WHAT TO WORK ON:
Could you copy out everything from the start of the items down to the line containing "0 116 419 170", both ends included? Leave the pictures out.

>> begin MATERIAL SUPPLIED

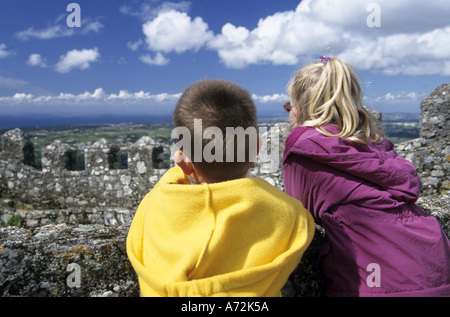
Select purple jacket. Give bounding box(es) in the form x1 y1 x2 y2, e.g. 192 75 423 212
283 127 450 296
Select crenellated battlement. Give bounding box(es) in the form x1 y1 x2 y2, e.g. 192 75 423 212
0 123 289 210
0 129 166 208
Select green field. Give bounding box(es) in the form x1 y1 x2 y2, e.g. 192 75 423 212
0 116 419 170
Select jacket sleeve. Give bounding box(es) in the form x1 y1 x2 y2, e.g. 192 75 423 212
283 154 361 224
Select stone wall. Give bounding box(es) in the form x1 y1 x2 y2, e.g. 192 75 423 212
396 84 450 196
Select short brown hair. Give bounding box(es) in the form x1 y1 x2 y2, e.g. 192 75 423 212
173 79 258 181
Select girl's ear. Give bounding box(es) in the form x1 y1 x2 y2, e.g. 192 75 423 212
174 150 194 175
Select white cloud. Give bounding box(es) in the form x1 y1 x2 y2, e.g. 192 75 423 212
0 43 13 59
139 53 170 66
55 48 100 73
252 94 290 104
15 15 104 41
0 88 289 106
0 88 181 106
142 11 214 53
27 54 47 68
0 76 28 88
119 0 191 22
127 39 143 51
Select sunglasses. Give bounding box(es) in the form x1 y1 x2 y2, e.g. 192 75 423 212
283 101 292 113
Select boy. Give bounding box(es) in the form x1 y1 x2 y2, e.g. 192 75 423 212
127 80 315 297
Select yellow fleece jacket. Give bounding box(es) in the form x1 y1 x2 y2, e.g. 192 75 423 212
127 167 315 297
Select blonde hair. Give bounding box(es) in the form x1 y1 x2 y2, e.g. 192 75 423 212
288 58 384 144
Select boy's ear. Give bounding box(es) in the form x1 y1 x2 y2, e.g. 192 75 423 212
174 150 194 175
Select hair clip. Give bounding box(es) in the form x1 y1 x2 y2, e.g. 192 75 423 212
320 56 331 66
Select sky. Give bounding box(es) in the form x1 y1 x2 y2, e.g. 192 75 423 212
0 0 450 126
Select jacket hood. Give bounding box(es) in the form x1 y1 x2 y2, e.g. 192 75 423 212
127 167 314 297
283 126 421 202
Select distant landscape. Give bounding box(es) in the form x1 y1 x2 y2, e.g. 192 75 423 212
0 113 420 170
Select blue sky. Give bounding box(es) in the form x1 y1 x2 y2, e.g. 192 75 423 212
0 0 450 123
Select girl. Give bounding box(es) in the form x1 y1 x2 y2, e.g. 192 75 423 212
283 57 450 296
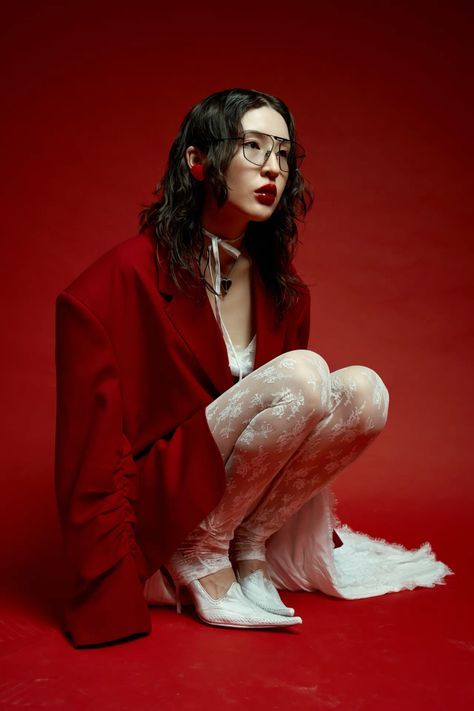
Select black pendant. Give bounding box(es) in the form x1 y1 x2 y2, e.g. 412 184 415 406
221 277 232 295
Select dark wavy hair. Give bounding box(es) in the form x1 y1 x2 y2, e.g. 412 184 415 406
139 89 313 318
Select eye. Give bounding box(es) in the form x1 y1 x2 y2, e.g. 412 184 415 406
244 140 260 150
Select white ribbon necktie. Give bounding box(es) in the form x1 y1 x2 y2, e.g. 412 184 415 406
203 228 243 382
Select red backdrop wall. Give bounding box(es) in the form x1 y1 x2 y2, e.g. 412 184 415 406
0 0 473 616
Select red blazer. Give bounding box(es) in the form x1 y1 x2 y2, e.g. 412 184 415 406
55 228 310 646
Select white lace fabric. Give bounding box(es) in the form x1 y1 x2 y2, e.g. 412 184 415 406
145 239 453 604
226 335 257 378
145 350 452 604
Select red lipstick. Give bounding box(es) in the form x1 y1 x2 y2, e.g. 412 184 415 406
255 183 277 205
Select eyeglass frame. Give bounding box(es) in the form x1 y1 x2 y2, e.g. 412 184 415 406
211 129 306 173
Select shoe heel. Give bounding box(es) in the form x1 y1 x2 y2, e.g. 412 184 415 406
175 583 182 615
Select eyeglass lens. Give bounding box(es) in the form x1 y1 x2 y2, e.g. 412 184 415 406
243 131 304 172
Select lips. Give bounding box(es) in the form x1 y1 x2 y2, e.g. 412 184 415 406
255 183 277 197
255 183 277 205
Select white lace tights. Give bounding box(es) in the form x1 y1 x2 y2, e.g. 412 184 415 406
167 350 389 584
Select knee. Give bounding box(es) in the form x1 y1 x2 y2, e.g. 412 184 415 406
344 365 390 431
285 349 331 419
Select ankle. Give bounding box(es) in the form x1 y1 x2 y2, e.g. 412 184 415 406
235 558 270 578
199 568 236 600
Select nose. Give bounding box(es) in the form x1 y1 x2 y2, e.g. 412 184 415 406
261 149 280 177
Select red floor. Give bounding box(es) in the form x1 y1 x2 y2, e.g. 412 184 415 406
0 504 474 711
0 0 474 711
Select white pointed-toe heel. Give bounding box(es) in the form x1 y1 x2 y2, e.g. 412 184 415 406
188 580 303 628
166 554 303 628
237 568 295 617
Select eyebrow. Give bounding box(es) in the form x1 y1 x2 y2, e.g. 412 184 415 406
243 128 291 141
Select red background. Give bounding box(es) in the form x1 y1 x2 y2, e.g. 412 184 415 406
0 0 474 708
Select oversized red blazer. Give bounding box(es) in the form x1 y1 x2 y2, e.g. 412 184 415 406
55 227 310 646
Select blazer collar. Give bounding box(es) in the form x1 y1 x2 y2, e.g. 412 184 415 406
157 241 284 394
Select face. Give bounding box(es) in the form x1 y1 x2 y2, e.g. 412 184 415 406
204 106 289 228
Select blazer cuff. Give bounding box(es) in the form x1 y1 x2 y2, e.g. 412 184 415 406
65 555 151 647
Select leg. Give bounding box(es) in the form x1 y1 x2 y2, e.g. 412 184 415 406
231 366 389 576
167 350 330 595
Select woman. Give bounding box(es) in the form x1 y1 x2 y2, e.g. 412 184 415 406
56 89 450 646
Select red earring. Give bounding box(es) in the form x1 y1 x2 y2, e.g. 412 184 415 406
190 163 204 180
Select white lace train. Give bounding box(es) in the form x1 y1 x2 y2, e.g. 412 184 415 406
145 351 453 604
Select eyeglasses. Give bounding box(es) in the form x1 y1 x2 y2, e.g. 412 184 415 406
209 131 306 173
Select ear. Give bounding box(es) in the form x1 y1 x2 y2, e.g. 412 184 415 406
185 146 204 168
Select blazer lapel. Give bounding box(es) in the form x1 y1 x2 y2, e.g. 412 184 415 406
158 245 284 394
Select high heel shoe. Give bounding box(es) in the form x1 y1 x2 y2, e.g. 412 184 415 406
166 554 303 628
184 580 303 627
237 568 295 617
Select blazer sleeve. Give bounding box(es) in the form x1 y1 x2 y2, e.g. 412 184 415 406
55 292 151 646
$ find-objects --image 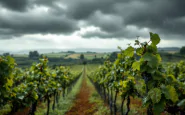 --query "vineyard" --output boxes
[0,33,185,115]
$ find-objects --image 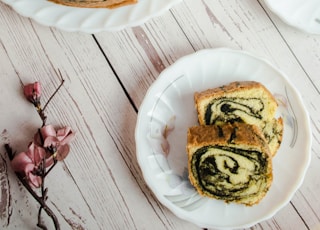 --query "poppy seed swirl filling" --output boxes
[191,145,269,202]
[205,97,264,125]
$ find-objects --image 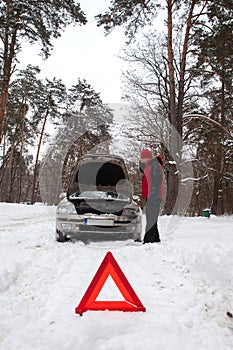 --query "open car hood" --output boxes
[67,154,132,199]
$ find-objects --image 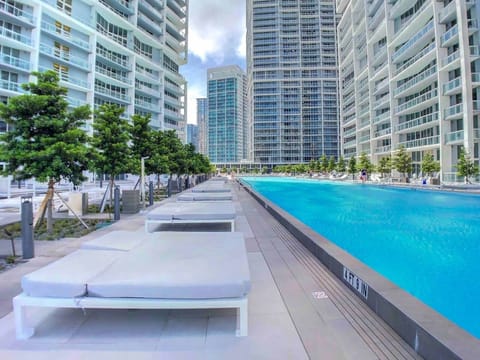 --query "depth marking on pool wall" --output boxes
[343,266,368,299]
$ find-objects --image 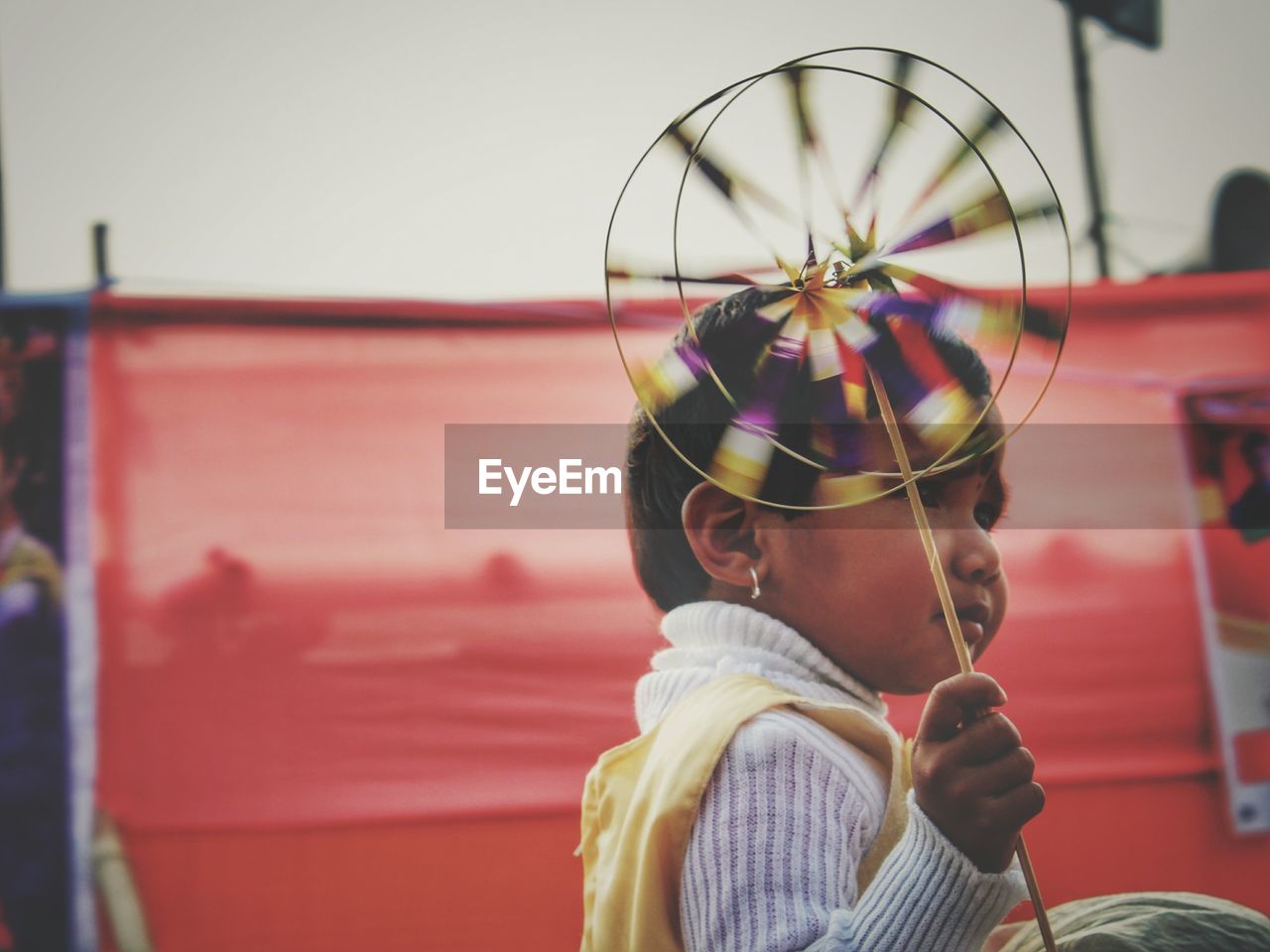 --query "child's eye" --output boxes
[974,503,1001,532]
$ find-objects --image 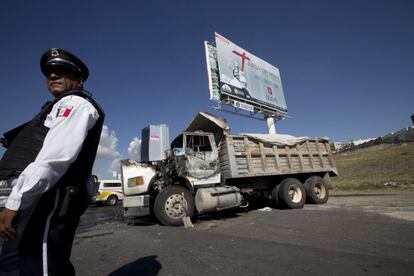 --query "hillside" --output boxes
[332,143,414,191]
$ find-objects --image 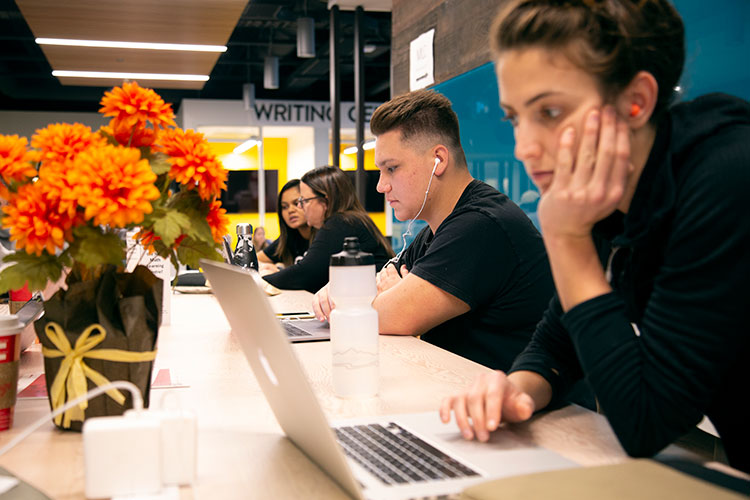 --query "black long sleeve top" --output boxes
[263,214,390,293]
[511,94,750,472]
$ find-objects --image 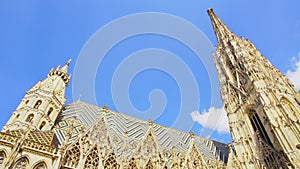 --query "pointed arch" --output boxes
[33,100,42,109]
[103,153,119,169]
[47,107,53,116]
[139,128,161,158]
[187,140,208,169]
[144,158,154,169]
[25,114,34,123]
[64,141,80,168]
[39,121,46,130]
[84,146,100,169]
[0,150,6,164]
[128,158,138,169]
[33,161,47,169]
[248,108,273,147]
[280,97,299,122]
[12,157,29,169]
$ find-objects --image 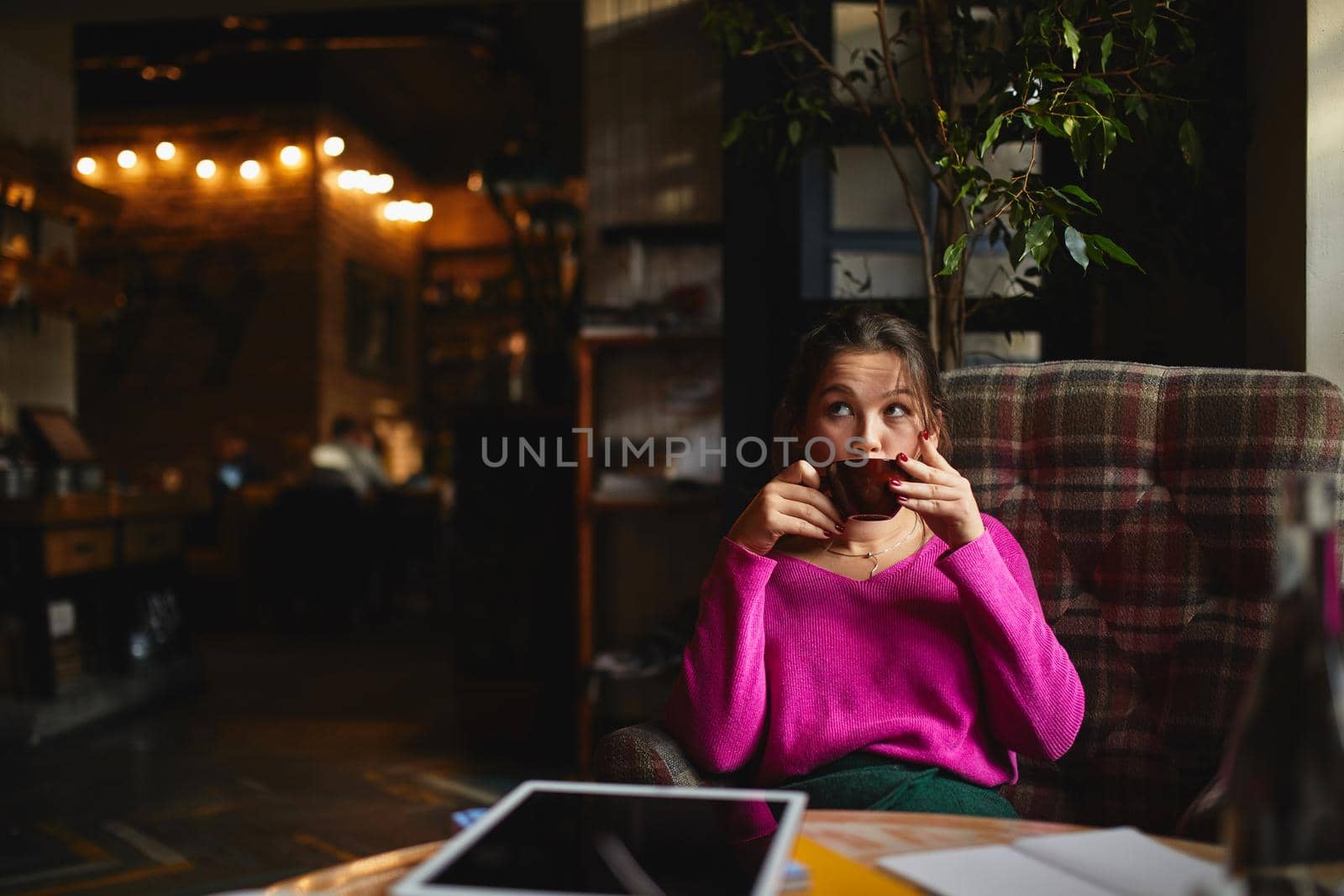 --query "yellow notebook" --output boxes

>> end MATERIAL SUPPLIED

REPLY:
Select purple jacket. Give bounding box(es) in the form x1 y1 x2 y2, e.g. 192 75 423 212
283 127 450 296
Select crenellated battlement. Give bounding box(es) in the form x1 y1 x2 y2, e.g. 192 75 423 212
0 123 289 210
0 129 166 208
Select green field. Give bounding box(es) in the form x1 y1 x2 y2, e.g. 192 75 423 212
0 116 419 170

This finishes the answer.